Exercise passage:

——

Writer/producer Jill Soloway’s feature-length directorial debut is bothersome insofar as it purports to lay bare the foibles and self-pitying behavior of the upper middle class, all the while engaging in the same behavior itself. What begins as a thorough browbeating of vanilla sex lives, pre-school fundraising auctions, and well-heeled malaise ends up glorifying all of those things to a certain extent, leaving us to question why the film was even made in the first place. While the actors do their best to wring solid performances out of some woefully tepid and almost-of-the-moment source material, the need of the film’s writer/director to offer an apologia for bored, wealthy housewives hamstrings anything genuine or interesting.
Rachel (Kathryn Hahn) and her app-creating husband Jeff (Josh Radnor) are in the midst of a sexual dry spell when we meet the two of them. Rachel, who consistently recoils at Jeff’s late-night advances, finds any number of ways to explain away her total dearth of libido. If it isn’t because he wants to have sex too late in the day, it’s because of their young son, and so on and so forth. Laying all of this on her embarrassingly stereotypical therapist (Jane Lynch), the Rachel we’re presented with up front is someone annoyed at the small concerns of her stay-at-home mom cohort, fed up with helping plan school events and drinking zinfandels. Formerly a respected writer with a decent amount of promise, Rachel’s trapped by the conventions of both her marriage and her Jewish, upper middle class community in the super nice Silverlake neighborhood of Los Angeles. Drawing upon the experience of a friend whose paint-by-numbers sex life was reignited by a spontaneous foray to a strip club, Rachel convinces an at-first reticent Jeff to go ogle some women with her and another comparably wealthy urban couple.

——

Task instructions:
a - Translate this sentence from the film review into Spanish: "Rachel (Kathryn Hahn) and her app-creating husband Jeff (Josh Radnor) are in the midst of a sexual dry spell when we meet the two of them."
b - Please write out, word for word, the section of the film review that opens with the words containing "Writer/producer Jill Soloway’s" and closes with "genuine or interesting.".

Records shown:
——

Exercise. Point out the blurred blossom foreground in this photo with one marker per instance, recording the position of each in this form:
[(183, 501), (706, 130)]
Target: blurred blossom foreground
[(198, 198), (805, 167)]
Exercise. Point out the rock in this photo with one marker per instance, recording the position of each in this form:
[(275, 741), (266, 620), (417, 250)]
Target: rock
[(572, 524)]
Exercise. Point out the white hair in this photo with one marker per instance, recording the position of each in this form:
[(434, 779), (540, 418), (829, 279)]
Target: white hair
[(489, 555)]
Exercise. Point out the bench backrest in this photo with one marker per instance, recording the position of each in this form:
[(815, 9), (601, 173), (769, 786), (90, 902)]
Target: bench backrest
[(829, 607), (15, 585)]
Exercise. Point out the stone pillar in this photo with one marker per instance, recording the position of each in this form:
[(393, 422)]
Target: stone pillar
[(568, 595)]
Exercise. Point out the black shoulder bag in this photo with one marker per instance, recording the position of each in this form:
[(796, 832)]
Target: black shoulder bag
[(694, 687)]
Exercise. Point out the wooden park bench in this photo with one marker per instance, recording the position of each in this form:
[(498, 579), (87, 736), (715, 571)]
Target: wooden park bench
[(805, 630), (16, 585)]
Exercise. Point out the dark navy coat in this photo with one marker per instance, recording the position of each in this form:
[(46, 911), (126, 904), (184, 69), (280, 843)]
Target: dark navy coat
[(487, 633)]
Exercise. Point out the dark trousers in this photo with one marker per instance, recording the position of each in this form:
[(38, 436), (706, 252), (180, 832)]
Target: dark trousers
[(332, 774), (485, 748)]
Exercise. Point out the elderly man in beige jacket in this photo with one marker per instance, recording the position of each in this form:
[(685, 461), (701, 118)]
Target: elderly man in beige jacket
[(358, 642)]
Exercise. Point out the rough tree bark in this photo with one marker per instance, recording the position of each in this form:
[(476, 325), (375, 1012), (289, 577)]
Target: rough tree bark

——

Solutions to the exercise:
a - Rachel (Kathryn Hahn) y su marido Jeff (Josh Radnor), creador de aplicaciones, atraviesan una etapa de sequía sexual cuando los conocemos a ambos.

b -
Writer/producer Jill Soloway’s feature-length directorial debut is bothersome insofar as it purports to lay bare the foibles and self-pitying behavior of the upper middle class, all the while engaging in the same behavior itself. What begins as a thorough browbeating of vanilla sex lives, pre-school fundraising auctions, and well-heeled malaise ends up glorifying all of those things to a certain extent, leaving us to question why the film was even made in the first place. While the actors do their best to wring solid performances out of some woefully tepid and almost-of-the-moment source material, the need of the film’s writer/director to offer an apologia for bored, wealthy housewives hamstrings anything genuine or interesting.